When I was skinny, I hated myself, I thought I was ugly and worthless. When I was (and became again) fat, I hated myself, I thought I was ugly and worthless. Believing that no one can ever be attracted to me stayed with me my whole life, till recently. My mirror was my worst enemy for over a decade, food was my beloved and my foe – rolled into one, it wasn’t until I switched perspectives did I start to accept myself.
I’m writing this because earlier today, my bestfriend and I were having coffee, I asked her to take a picture of me, she took several, I chose 5 and posted them in that same moment – she just looked at me. She said: “Fadila, how can you not feel self conscious? I can’t just take a picture and post it in that same second”. I’ve come a long way from the girl who self depreciated when talking to everyone and especially herself. Being fat is a curse in this society, but I own it, I fight for it, I’d rather be mentally/emotionally okay than be physically okay and mentally/emotionally fucked. Been there, done that, it sucks, big time. I’d rather be fat and face the world with myself by my side than to be skinny and “perfect” and still be forced to face the world with myself against me.
I love how soft my stomach is and how rounded my hips are, I know my ass is “too big” but I think it’s gorgeous, my thighs take up more space than they “should” but I am entitled to a space in this world, my double chin may offend many but I laugh and show it off anyway, my rolls may look “disgusting” in tank tops but I love how they hug my body and make me feel stunning. I’ve got enough stretchmarks and scars to map out my whole body, but I’ve never been ashamed of them, stretch marks litter my arms, tummy, and thighs while scars run through my side.
I don’t care if you think I’m ugly, because I think I’m beautiful, I think I’m gorgeous, I think I’m worthy of respect and compassion, and I am adamant in my belief that I am lovable. You don’t have to see it, what matters is that I do. I know I’m intelligent and smart mouthed, I know I’m witty and strong-willed, I know how utterly powerful I am. I am glory personified, I am the entire universe in flesh and blood, I am everything I wanted to be and not nearly enough. My outer shell is just as incredible as my inner self. I reek of love and I am so unapologetic if this offends you, I’m even more so if it means I am independent of you. I don’t need you to tell me red lipstick looks good on me, I know it does. I don’t need you to tell me my curves are to die for, I know they are. Yes, I have moments where I weaken, but I’ve built strong foundations for myself, made of iron and fire, blood and tears and sweat, I may shake but I’ll never crumble, never again.

[Object location annotation records]
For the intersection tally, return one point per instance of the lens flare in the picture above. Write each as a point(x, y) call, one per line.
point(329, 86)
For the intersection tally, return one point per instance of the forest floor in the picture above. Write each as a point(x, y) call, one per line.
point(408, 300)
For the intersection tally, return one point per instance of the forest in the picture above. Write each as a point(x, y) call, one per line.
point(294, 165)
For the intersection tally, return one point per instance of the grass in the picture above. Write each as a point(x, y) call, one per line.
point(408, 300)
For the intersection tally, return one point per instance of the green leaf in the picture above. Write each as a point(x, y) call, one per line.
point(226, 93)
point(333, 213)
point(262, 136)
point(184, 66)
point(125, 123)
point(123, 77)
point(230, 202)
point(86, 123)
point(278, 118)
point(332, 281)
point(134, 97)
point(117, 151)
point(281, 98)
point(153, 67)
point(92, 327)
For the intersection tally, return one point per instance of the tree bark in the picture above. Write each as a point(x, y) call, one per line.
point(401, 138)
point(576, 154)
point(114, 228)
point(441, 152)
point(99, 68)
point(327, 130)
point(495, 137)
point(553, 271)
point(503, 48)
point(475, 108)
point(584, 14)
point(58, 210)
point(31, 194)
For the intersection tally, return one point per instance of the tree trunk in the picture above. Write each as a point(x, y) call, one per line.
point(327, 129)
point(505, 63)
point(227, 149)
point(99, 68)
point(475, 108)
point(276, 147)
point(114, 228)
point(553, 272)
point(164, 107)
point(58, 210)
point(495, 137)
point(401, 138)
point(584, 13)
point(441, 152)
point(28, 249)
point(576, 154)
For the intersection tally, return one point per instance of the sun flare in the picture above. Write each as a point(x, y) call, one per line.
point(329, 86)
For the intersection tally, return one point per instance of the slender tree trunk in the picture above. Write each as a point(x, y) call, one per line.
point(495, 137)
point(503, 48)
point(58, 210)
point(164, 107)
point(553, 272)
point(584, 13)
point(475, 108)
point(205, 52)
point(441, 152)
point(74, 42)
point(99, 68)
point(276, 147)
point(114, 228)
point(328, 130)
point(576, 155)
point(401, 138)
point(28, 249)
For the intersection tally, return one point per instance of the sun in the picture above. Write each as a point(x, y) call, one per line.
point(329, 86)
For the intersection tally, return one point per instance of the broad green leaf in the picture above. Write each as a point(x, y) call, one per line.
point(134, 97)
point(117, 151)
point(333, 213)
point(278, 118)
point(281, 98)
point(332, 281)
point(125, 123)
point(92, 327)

...

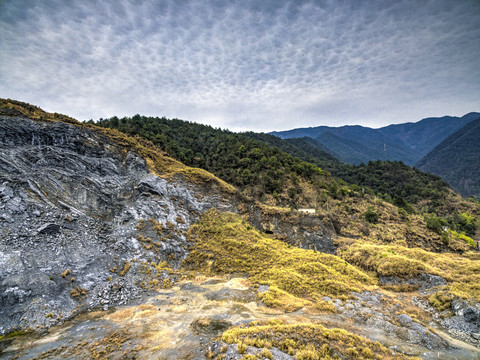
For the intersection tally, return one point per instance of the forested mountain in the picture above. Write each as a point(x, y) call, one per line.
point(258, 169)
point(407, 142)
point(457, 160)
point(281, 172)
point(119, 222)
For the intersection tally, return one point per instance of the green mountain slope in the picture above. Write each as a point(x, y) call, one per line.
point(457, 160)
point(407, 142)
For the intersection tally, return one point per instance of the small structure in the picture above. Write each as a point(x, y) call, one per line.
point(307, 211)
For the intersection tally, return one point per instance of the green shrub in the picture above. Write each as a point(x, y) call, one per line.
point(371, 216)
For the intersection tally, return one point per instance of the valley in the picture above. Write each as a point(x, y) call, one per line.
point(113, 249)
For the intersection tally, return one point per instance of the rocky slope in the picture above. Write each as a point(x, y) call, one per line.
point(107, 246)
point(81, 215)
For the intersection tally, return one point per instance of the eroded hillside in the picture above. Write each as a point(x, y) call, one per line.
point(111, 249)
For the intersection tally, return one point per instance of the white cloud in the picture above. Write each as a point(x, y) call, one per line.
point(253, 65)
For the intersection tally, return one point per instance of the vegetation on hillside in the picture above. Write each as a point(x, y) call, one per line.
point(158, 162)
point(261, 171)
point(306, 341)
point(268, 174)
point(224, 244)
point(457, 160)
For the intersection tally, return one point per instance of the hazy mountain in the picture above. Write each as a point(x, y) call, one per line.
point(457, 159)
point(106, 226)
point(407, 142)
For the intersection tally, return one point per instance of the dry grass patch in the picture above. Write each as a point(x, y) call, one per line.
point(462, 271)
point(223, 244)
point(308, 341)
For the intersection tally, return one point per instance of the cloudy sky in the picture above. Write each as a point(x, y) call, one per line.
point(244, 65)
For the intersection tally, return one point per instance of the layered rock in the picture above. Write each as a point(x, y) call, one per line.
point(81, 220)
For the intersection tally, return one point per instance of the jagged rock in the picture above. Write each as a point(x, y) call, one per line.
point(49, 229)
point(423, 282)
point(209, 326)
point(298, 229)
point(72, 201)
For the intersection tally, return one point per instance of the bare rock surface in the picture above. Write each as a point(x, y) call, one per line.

* * *

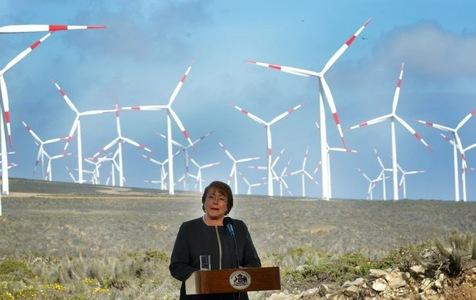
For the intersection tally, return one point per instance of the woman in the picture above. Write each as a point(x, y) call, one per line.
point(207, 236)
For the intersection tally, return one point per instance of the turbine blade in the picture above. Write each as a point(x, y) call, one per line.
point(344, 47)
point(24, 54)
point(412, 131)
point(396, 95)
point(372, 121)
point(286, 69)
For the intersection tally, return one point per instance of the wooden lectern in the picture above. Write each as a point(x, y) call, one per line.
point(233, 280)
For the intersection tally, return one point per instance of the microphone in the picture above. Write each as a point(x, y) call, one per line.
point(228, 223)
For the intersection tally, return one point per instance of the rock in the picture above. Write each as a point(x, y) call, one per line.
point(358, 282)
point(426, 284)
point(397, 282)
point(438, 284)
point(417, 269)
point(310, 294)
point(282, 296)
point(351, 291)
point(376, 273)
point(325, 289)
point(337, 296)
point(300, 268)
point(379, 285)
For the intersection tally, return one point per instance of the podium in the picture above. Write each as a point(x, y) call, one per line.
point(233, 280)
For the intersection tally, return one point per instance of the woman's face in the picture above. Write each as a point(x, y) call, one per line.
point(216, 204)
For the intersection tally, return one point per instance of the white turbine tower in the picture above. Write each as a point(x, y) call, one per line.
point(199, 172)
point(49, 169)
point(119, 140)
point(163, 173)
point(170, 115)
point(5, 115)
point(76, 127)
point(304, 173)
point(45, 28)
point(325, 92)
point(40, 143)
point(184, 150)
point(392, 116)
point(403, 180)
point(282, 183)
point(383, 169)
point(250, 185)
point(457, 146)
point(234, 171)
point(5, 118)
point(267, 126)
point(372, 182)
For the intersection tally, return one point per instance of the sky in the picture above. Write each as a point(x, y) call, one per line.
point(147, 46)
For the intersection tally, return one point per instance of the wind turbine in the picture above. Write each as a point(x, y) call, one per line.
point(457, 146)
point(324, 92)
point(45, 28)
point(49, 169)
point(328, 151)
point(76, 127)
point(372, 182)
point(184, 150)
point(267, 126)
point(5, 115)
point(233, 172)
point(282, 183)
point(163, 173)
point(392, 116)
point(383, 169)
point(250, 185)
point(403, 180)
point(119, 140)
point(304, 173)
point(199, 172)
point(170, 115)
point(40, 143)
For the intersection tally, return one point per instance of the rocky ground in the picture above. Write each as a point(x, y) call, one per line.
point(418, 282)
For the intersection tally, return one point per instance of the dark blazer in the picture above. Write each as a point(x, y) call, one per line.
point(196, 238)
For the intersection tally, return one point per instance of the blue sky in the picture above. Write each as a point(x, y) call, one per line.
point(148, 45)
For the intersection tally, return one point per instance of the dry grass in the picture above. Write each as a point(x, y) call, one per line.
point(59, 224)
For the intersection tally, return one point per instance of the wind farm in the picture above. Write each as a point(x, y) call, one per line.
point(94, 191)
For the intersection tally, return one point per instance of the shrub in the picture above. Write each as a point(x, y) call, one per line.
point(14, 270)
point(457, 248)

§ CHALLENGES:
1: Write out the stretch of the self-acceptance essay from "I’m writing this" through "myself against me.".
2: According to the self-acceptance essay, what materials make up the foundations the writer has built? List them all.
3: Carry on writing the self-acceptance essay from its last sentence.
The records have no connection to the self-acceptance essay.

§ RESPONSES PER TASK:
1:
I’m writing this because earlier today, my bestfriend and I were having coffee, I asked her to take a picture of me, she took several, I chose 5 and posted them in that same moment – she just looked at me. She said: “Fadila, how can you not feel self conscious? I can’t just take a picture and post it in that same second”. I’ve come a long way from the girl who self depreciated when talking to everyone and especially herself. Being fat is a curse in this society, but I own it, I fight for it, I’d rather be mentally/emotionally okay than be physically okay and mentally/emotionally fucked. Been there, done that, it sucks, big time. I’d rather be fat and face the world with myself by my side than to be skinny and “perfect” and still be forced to face the world with myself against me.

2: iron, fire, blood, tears, sweat

3:
So what if I’m soft on the outside? So what if I take up space? So what if my eyes crinkle and disappear when I laugh? So what if I still eat pasta and pizza but also salad? So what if I’m a little jagged and sharp edged and brutal? I am a woman. I was born a fighter, I bleed every month in honor of the moon, in mourning of life lost. I was born warrior and caregiver, fiercely protective of what I own, I can tear down kingdoms and build empires in their stead. I am daughter and mother and sister and lover, I am the life giver, I am the universe’s greatest blessings and biggest threat. The day I was born, fat or not, beautiful or not, accepted or not, I was born woman, do you have any idea how much power I own?
Let this be a lesson to you girls. Self acceptance is not overnight, self love is not overnight, god knows I’ve got marks mapping my body that prove that, I’ve got trauma and mental illness that prove that, I’ve got rage and hurt and pain that prove that. Never give up. Don’t you dare give up. It is a road of fear and rejection and jealousy, but it is the most freeing thing in the world, I have never been more liberated. Take a deep breath, and stop talking shit to yourself. You are more incredible than you ever realize, walk with pride, walk with purpose, burn the world down around you if it means becoming the person you are meant to be, the woman you are meant to be. Break the chains of shame that twist around your throat and all the way to your feet, if you believe they are made of iron you will never be free, but if you believe they are made of straw, it will only take a moment of strength before you’re breathing, to find yourself, to create yourself.
Quit disguising fat shaming as health concerns.
Bind together instead of hating on each other.
Let go of comparing yourself to others, let go of jealousy.
Take a deep breath, you’re beautiful.
Stop letting others force you to see yourself through their jaded eyes.
Walk with pride, walk with purpose, walk with confidence.
Stop fearing your own power.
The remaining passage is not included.